PROMPT – Please make an exact transcription of the records, keeping the pictures out of it.

══ EXERCISE MATERIAL ══

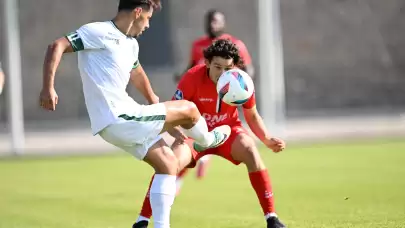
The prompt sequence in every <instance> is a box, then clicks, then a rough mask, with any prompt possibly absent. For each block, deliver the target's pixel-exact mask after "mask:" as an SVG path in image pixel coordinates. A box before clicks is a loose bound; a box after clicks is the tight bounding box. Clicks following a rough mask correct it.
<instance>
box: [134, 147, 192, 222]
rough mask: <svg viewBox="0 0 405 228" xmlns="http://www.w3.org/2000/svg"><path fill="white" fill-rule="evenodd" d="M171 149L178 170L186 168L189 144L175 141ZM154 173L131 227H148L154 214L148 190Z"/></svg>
mask: <svg viewBox="0 0 405 228" xmlns="http://www.w3.org/2000/svg"><path fill="white" fill-rule="evenodd" d="M172 150H173V152H174V154H175V156H176V157H177V160H178V164H179V166H178V167H179V170H186V169H187V168H185V167H186V166H187V165H188V164H190V162H191V161H192V153H191V150H190V147H189V145H187V144H186V143H179V142H177V141H175V142H174V143H173V145H172ZM155 175H156V174H155ZM155 175H153V176H152V180H151V182H150V185H149V188H148V191H147V193H146V196H145V199H144V201H143V205H142V209H141V212H140V214H139V217H138V219H137V221H136V223H135V224H134V225H133V226H132V227H133V228H146V227H148V224H149V220H150V218H151V217H152V213H153V216H155V212H154V211H153V210H154V208H152V207H151V201H150V196H151V193H150V191H151V186H152V182H153V181H154V179H155ZM154 219H155V223H156V218H155V217H154Z"/></svg>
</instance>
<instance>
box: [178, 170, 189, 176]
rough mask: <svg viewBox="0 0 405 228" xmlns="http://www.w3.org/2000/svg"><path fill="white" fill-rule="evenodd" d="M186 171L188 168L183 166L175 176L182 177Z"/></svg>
mask: <svg viewBox="0 0 405 228" xmlns="http://www.w3.org/2000/svg"><path fill="white" fill-rule="evenodd" d="M187 173H188V168H184V169H183V170H182V171H180V172H179V174H177V178H183V177H184V176H185V175H186V174H187Z"/></svg>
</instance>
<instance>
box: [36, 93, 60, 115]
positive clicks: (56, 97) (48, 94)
mask: <svg viewBox="0 0 405 228" xmlns="http://www.w3.org/2000/svg"><path fill="white" fill-rule="evenodd" d="M57 104H58V94H56V91H55V89H54V88H50V89H42V90H41V93H40V95H39V105H40V106H41V107H42V108H43V109H46V110H49V111H55V109H56V105H57Z"/></svg>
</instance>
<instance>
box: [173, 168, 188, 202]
mask: <svg viewBox="0 0 405 228" xmlns="http://www.w3.org/2000/svg"><path fill="white" fill-rule="evenodd" d="M188 171H189V169H188V168H184V169H183V170H181V171H180V172H179V174H177V179H176V188H177V189H176V195H179V194H180V189H181V186H182V185H183V180H184V176H186V174H187V173H188Z"/></svg>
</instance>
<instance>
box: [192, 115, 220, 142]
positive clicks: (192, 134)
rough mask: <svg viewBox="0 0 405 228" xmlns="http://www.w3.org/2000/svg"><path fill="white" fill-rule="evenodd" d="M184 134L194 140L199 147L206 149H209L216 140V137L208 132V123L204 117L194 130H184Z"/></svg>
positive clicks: (198, 123)
mask: <svg viewBox="0 0 405 228" xmlns="http://www.w3.org/2000/svg"><path fill="white" fill-rule="evenodd" d="M184 134H186V135H187V136H189V137H191V138H193V139H194V140H195V141H196V142H197V143H198V144H199V145H201V146H204V147H208V146H209V145H211V144H212V143H213V142H214V140H215V137H214V135H213V134H212V133H210V132H208V127H207V123H206V122H205V119H204V117H202V116H201V117H200V119H199V120H198V122H197V123H196V124H195V125H194V126H193V127H192V128H190V129H184Z"/></svg>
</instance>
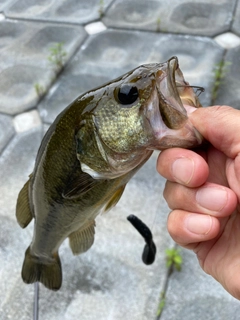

═══

RESPONSE TO THE EXERCISE –
The prompt sequence in every <instance> is a box, then clicks, then a rough mask, with any prompt possibly absent. For each block, deliver the target's pixel-exact mask after "mask:" as an SVG path in image pixel coordinates. A box before clicks is a loose bound; a box after clicks is the tight bounding box. Clicks following a rough mask correct it.
<instance>
box: [134, 147, 192, 222]
rough mask: <svg viewBox="0 0 405 228" xmlns="http://www.w3.org/2000/svg"><path fill="white" fill-rule="evenodd" d="M171 149L178 170L186 168L189 144L175 141ZM154 173L131 227H148L154 214L148 190Z"/></svg>
mask: <svg viewBox="0 0 405 228" xmlns="http://www.w3.org/2000/svg"><path fill="white" fill-rule="evenodd" d="M172 150H173V152H174V154H175V156H176V157H177V160H178V164H179V166H178V167H179V170H186V169H187V168H185V167H186V166H187V165H188V164H190V162H191V161H192V153H191V150H190V147H189V145H187V144H186V143H179V142H177V141H175V142H174V143H173V145H172ZM155 175H156V174H155ZM155 175H153V176H152V180H151V182H150V185H149V188H148V191H147V193H146V196H145V199H144V201H143V205H142V209H141V212H140V214H139V217H138V219H137V221H136V223H135V224H134V225H133V226H132V227H133V228H146V227H148V224H149V220H150V218H151V217H152V213H153V216H155V212H154V211H153V210H154V208H152V207H151V201H150V196H151V193H150V191H151V186H152V182H153V181H154V179H155ZM154 219H155V223H156V218H155V217H154Z"/></svg>
</instance>
<instance>
box: [178, 170, 189, 176]
rough mask: <svg viewBox="0 0 405 228" xmlns="http://www.w3.org/2000/svg"><path fill="white" fill-rule="evenodd" d="M186 171L188 168L183 166L175 176L182 177Z"/></svg>
mask: <svg viewBox="0 0 405 228" xmlns="http://www.w3.org/2000/svg"><path fill="white" fill-rule="evenodd" d="M187 173H188V168H184V169H183V170H182V171H180V172H179V174H177V178H183V177H184V176H185V175H186V174H187Z"/></svg>
</instance>
<instance>
box: [36, 93, 60, 115]
positive clicks: (56, 97) (48, 94)
mask: <svg viewBox="0 0 405 228" xmlns="http://www.w3.org/2000/svg"><path fill="white" fill-rule="evenodd" d="M57 104H58V94H56V91H55V89H54V88H50V89H42V90H41V93H40V95H39V105H40V106H41V107H42V108H43V109H46V110H49V111H55V109H56V105H57Z"/></svg>
</instance>
<instance>
box: [173, 168, 188, 202]
mask: <svg viewBox="0 0 405 228" xmlns="http://www.w3.org/2000/svg"><path fill="white" fill-rule="evenodd" d="M188 171H189V169H188V168H184V169H183V170H181V171H180V172H179V174H177V179H176V188H177V189H176V195H179V194H180V189H181V186H182V185H183V180H184V176H186V174H187V173H188Z"/></svg>
</instance>
<instance>
box: [192, 115, 220, 142]
positive clicks: (192, 134)
rough mask: <svg viewBox="0 0 405 228" xmlns="http://www.w3.org/2000/svg"><path fill="white" fill-rule="evenodd" d="M184 134L194 140L199 147L206 149H209L216 140V137L208 132V123L204 117L194 130H184Z"/></svg>
positive clicks: (198, 123)
mask: <svg viewBox="0 0 405 228" xmlns="http://www.w3.org/2000/svg"><path fill="white" fill-rule="evenodd" d="M184 134H186V135H187V136H189V137H191V138H193V139H194V140H195V141H196V142H197V143H198V144H199V145H201V146H204V147H208V146H209V145H211V144H212V143H213V142H214V140H215V137H214V135H213V134H212V133H210V132H208V127H207V123H206V122H205V119H204V117H202V116H201V117H200V119H199V120H198V122H197V123H196V124H195V125H194V126H193V127H192V128H190V129H184Z"/></svg>
</instance>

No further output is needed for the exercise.